◆ **Brief A**
Return the passage of the Ohio COVID-19 case report below from "The state has" to "last few days.", copied word for word.
◆ **Brief B**
Using the Ohio COVID-19 case report below, explain in one to three sentences why the state began falling behind on its antigen test results on Monday.

◆ **Document extract**
=====
Coronavirus: Ohio sets daily case record at 8,808

Credit: Bill Lackey

Credit: Bill Lackey

Ohio set a new daily case record with 8,808 reported Friday, according to the Ohio Department of Health, beating the previous high of 8,071 cases set one week ago.

This is the second time Ohio has recorded more than 8,000 cases over 24 hours.

The state has record more than 7,000 cases for six out of the last seven days. Gov. Mike DeWine noted on Thursday that due to a backlog of antigen test results, the data being reported by the state health department is incomplete.

The state double checks antigen test results before adding them to the data. Previously, workers have been able to keep up with antigen tests and process them with the daily updates. However, on Monday the state began to fall behind due to an increase in antigen tests. On Thursday, DeWine said there were still 12,000 antigen tests that have not been checked.

Based off previous antigen results, most of the 12,000 cases are expected to be confirmed. As a result of the backup, DeWine said the daily case numbers are low, despite remaining about the 7,000 mark the last few days.

As of Friday, there have been 335,423 cases reported, according to the ODH. A message on the state health department’s COVID-19 dashboard noted that thousands of reports are pending review.
=====
◆ **Extracted records**
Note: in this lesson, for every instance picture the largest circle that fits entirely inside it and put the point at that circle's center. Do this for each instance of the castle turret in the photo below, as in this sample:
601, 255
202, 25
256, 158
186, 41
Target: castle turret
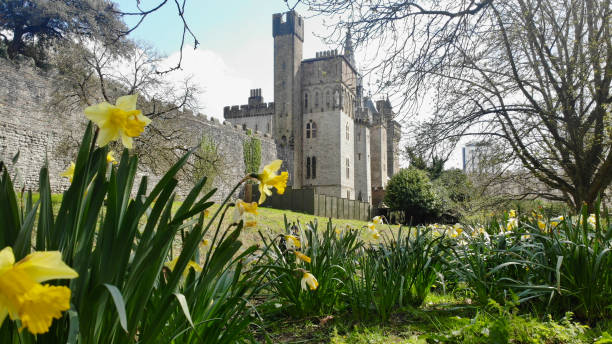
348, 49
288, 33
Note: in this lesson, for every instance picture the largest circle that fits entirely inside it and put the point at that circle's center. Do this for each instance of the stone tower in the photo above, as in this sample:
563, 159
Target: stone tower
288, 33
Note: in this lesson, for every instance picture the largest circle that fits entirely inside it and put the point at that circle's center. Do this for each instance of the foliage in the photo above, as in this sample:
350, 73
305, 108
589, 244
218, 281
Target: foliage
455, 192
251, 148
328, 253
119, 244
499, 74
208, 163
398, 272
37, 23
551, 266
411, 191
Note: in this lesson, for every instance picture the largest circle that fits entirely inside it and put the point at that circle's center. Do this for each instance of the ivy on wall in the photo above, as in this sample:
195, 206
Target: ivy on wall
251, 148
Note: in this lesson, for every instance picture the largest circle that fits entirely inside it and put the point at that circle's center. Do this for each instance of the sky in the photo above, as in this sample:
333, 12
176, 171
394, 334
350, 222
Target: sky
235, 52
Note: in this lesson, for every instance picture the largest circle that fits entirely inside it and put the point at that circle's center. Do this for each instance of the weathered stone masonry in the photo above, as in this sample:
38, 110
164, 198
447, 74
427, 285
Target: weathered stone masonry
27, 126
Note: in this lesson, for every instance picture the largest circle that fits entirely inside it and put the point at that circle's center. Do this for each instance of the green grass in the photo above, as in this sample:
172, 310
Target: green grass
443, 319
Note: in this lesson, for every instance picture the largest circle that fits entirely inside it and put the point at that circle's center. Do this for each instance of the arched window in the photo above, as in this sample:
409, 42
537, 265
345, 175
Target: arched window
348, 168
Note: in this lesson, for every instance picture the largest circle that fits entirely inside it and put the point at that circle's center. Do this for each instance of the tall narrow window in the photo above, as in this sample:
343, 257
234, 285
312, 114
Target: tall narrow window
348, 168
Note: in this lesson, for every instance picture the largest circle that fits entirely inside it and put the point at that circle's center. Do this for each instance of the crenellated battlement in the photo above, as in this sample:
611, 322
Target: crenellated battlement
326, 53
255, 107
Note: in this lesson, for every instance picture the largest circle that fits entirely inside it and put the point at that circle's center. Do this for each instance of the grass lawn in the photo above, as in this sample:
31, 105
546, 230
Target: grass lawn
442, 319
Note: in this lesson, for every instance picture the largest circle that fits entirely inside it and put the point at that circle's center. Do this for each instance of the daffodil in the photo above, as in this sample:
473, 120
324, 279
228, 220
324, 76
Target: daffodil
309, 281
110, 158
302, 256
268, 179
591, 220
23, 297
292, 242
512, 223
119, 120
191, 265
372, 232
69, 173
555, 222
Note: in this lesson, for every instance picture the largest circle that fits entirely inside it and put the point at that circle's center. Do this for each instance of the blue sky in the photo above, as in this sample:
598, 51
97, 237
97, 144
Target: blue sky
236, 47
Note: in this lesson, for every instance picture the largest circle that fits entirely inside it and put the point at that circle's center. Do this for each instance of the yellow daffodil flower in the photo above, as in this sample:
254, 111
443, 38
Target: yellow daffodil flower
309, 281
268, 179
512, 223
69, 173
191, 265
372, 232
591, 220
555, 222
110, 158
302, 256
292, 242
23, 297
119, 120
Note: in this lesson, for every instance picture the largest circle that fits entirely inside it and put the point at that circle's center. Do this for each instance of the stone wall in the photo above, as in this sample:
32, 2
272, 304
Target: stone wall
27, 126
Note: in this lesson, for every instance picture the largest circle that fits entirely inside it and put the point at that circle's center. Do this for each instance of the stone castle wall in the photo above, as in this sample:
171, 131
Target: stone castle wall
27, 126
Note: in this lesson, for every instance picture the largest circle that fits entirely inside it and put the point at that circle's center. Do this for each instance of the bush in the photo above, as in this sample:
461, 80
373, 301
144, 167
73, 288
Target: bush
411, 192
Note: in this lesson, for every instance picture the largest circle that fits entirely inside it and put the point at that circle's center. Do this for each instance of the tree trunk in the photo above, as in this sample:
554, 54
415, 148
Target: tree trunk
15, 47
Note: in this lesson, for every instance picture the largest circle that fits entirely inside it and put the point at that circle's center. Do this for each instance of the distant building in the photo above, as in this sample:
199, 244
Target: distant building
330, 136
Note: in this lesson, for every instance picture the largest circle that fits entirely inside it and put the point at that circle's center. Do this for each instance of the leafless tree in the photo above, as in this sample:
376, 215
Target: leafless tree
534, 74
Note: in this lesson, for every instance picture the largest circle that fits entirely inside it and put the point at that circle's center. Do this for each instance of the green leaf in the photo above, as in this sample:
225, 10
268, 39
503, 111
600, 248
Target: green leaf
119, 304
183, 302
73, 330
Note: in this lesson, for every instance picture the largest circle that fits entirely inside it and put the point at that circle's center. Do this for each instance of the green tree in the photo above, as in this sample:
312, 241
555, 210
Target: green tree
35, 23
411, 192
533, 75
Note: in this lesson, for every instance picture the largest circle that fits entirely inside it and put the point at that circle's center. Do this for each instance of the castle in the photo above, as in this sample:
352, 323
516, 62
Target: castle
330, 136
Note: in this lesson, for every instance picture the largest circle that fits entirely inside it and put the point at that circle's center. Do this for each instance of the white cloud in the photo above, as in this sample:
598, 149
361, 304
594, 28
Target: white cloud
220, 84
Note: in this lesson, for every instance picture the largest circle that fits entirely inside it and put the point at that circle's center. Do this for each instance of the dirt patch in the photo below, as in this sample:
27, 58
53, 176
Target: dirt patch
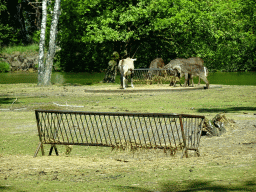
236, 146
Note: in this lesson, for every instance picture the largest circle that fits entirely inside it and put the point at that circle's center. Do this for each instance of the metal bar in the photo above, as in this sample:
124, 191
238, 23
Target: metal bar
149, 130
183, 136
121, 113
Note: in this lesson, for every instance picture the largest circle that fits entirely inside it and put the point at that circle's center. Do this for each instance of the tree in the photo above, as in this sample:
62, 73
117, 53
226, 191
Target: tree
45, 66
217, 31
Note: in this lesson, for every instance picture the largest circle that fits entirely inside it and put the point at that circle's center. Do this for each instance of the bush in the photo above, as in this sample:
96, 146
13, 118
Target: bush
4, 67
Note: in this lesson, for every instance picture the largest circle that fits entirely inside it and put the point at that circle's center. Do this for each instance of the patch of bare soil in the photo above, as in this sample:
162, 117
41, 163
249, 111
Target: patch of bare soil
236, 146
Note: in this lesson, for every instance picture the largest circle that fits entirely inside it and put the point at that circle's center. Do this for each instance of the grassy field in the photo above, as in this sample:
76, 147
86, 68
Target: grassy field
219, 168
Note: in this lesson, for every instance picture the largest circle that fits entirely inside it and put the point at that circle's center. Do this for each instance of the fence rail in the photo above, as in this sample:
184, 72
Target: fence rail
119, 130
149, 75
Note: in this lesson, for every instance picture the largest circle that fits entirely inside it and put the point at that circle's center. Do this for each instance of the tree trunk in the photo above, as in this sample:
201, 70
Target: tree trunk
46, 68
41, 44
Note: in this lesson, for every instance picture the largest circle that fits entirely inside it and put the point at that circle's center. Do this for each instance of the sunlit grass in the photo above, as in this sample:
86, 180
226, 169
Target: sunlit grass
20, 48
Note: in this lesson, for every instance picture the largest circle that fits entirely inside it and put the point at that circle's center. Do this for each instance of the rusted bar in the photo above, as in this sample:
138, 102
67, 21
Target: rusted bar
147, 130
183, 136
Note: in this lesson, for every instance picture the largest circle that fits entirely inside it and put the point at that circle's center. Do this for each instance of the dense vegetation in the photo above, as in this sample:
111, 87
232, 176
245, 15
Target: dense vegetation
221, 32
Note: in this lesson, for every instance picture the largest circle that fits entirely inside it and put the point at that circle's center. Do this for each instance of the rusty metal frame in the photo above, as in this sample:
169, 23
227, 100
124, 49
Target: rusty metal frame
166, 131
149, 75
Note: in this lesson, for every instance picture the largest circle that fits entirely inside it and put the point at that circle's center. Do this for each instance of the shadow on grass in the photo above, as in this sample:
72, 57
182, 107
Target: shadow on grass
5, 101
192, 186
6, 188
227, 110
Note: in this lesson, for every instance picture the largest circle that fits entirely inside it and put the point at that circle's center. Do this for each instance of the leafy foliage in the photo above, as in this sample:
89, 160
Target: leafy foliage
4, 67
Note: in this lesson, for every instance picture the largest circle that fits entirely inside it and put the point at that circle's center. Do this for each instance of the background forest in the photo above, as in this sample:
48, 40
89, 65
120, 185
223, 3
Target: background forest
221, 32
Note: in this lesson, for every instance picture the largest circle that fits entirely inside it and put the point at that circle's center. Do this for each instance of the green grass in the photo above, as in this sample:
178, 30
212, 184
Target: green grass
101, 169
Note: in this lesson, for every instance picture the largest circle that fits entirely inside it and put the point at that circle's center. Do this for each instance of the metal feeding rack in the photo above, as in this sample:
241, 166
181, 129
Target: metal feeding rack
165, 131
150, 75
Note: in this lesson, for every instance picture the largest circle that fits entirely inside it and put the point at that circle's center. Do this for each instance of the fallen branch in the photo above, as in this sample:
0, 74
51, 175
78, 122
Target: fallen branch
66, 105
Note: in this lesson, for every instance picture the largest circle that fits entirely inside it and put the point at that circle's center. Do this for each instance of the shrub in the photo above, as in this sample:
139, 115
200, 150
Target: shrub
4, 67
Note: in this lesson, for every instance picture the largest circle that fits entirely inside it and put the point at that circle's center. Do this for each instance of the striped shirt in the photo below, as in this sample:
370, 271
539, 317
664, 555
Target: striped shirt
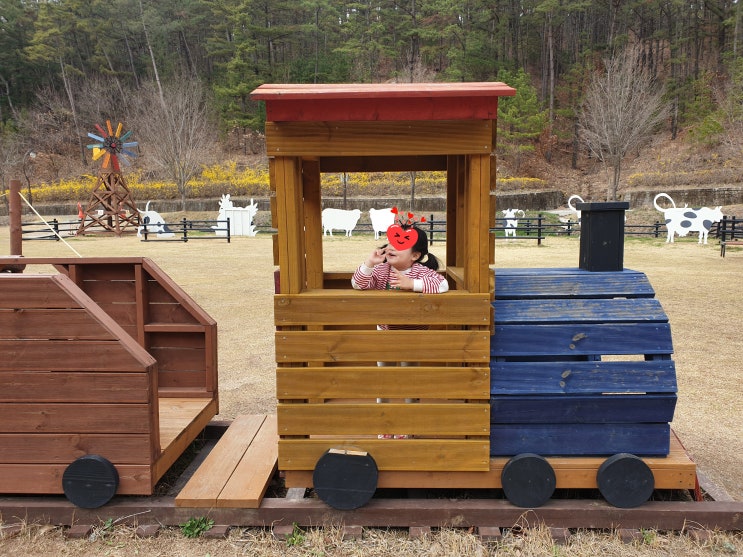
=====
◆ **Answer section A**
The state has record more than 7,000 cases for six out of the last seven days. Gov. Mike DeWine noted on Thursday that due to a backlog of antigen test results, the data being reported by the state health department is incomplete.

The state double checks antigen test results before adding them to the data. Previously, workers have been able to keep up with antigen tests and process them with the daily updates. However, on Monday the state began to fall behind due to an increase in antigen tests. On Thursday, DeWine said there were still 12,000 antigen tests that have not been checked.

Based off previous antigen results, most of the 12,000 cases are expected to be confirmed. As a result of the backup, DeWine said the daily case numbers are low, despite remaining about the 7,000 mark the last few days.

◆ **Answer section B**
The state double checks antigen test results before adding them to its data. It began falling behind on Monday because the number of antigen tests increased.